● **Tasks to perform**
a: From the article on Repository Tools 2, write out the passage that begins at the words "As they are" and stops after "the right choice.".
b: Translate this sentence from the Repository Tools 2 article into Spanish: "We understand that stability of existing system connections is very important to our customers."
Begin Selection
Introducing Repository Tools 2

Edited

Introduction

With the release of v4.16 of Elements in December 2015, we delivered the first piece of functionality on what we have been calling internally our Repository Tools 2 roadmap: the introduction of figshare for institutions as a data source for Elements. In releases since we've created Repository Tools 2 integrations with DSpace, EPrints, and Figshare for Institutions.

This article explains what Repository Tools 2 is, the vision behind it, and how it relates to Repository Tools 1.x. We also invite you as a community to ask questions and make comments in the Repository Tools 2 Q&A community thread, for everyone to share.

What is Repository Tools 2?

Repository Tools 2 is the philosophy behind the building of next generation institutional repository interoperability in Elements. It differs from the existing Repository Tools 1.x approach in several important ways, ultimately enabling us to deliver richer functionality and a more maintainable interaction between Elements and your institutional repository in the months and years to come.

Repository Tools 1.x was conceived and designed over 6 years ago in partnership with Imperial College library, in an age when institutional Open Access mandates were a thing of the future. Its design enabled it to achieve the goals it had at that time. Since then, it has benefited from a long road of incremental improvements and alterations, and is still a very capable solution for boosting rates of full text deposit and providing automated high quality metadata updates to a connected repository, as well as for reporting within Elements on compliance levels with an institutional Open Access policy.

However, scholarly communications and Open Access has moved on, and the design that was appropriate 6 years ago, although still valid today, is now limiting its future potential for growth.

As they are developed, new Repository Tools 2 connectors will be offered alongside the existing Repository Tools 1.x connectors, which will be maintained for ongoing use by customers. We understand that stability of existing system connections is very important to our customers.

Because of fundamental incompatibilities in the approaches behind Repository Tools 1.x and Repository Tools 2, it is not going to be possible to connect to a repository system using Repository Tools 1.x and Repository Tools 2 at the same time. For your repository, you will choose whether to use the older, but currently more complete Repository Tools 1.x technology, or where available the newer, currently less complete, in-development Repository Tools 2. We will be happy to discuss the pros and cons with you, and help you make the right choice.

Principle 1: Repositories must be data sources

The new vision for Repository Tools 2 is to start from a foundation of integrating your institutional repository first as a data source for Elements. Although the ultimate goal of most repository integrations is to push data and files from Elements to the repository, this initial requirement will nevertheless be the foundation on which such functionality is then developed.

Metadata from items in your repository will appear within Elements in the same way as records from the the more traditional data sources like the Web of Science, PubMed or arXiv. If a given institutional repository platform cannot be integrated by Symplectic as a data source for Elements, then it is not a candidate for a Repository Tools 2 integration at all. Being able to assume that all repositories supported under Repository Tools 2 are fully-fledged data sources for Elements significantly simplifies the planning, development, delivery and maintenance of later, more complex functionality, such as file deposit and OA policy compliance monitoring.

As an example, see a DSpace repository record in the publication image below:


This is a brand new approach, and it will be the main visible difference between Repository Tools 1.x and 2. At the time of writing, we have so far implemented figshare for institutions, Digital Commons, and DSpace as Repository Tools 2 data sources.
End Selection
Begin Given data
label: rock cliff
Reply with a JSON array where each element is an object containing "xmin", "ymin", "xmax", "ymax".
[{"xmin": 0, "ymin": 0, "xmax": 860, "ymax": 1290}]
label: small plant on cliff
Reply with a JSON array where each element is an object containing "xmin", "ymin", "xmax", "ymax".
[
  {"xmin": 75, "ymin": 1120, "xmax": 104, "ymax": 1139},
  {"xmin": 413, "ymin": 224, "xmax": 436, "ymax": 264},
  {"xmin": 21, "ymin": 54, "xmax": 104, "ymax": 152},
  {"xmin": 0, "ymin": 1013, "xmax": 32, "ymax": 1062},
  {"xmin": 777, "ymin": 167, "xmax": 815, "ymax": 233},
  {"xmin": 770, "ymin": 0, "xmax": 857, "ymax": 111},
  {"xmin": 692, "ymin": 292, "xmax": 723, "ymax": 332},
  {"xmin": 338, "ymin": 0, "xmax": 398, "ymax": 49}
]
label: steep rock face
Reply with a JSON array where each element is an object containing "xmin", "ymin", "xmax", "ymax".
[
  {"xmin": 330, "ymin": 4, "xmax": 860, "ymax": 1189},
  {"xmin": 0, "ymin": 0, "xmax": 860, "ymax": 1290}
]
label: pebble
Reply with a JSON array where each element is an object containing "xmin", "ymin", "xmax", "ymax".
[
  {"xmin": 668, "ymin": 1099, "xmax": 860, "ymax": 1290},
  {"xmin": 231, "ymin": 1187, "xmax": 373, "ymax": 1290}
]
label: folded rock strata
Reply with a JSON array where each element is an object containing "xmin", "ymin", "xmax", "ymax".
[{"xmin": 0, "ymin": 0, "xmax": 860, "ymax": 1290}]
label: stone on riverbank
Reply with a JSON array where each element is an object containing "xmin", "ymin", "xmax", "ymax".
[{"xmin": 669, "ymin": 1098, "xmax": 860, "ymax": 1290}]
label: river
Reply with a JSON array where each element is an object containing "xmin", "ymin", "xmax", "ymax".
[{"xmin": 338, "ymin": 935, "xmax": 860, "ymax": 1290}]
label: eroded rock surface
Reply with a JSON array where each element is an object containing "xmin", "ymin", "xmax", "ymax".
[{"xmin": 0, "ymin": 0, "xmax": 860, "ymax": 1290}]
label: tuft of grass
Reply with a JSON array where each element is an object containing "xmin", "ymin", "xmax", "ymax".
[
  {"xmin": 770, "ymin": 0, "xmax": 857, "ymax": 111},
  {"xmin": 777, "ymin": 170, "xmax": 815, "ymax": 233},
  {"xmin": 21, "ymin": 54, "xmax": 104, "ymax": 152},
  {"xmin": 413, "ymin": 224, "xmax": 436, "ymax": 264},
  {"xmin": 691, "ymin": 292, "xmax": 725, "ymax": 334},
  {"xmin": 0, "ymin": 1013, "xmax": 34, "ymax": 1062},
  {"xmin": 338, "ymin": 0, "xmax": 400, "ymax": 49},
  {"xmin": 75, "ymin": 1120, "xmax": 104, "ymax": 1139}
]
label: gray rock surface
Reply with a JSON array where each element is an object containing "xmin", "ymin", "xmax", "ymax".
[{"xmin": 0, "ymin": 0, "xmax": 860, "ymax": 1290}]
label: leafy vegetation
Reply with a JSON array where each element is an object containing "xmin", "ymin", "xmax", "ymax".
End Given data
● **Task solutions**
a:
As they are developed, new Repository Tools 2 connectors will be offered alongside the existing Repository Tools 1.x connectors, which will be maintained for ongoing use by customers. We understand that stability of existing system connections is very important to our customers.

Because of fundamental incompatibilities in the approaches behind Repository Tools 1.x and Repository Tools 2, it is not going to be possible to connect to a repository system using Repository Tools 1.x and Repository Tools 2 at the same time. For your repository, you will choose whether to use the older, but currently more complete Repository Tools 1.x technology, or where available the newer, currently less complete, in-development Repository Tools 2. We will be happy to discuss the pros and cons with you, and help you make the right choice.

b: Entendemos que la estabilidad de las conexiones de los sistemas existentes es muy importante para nuestros clientes.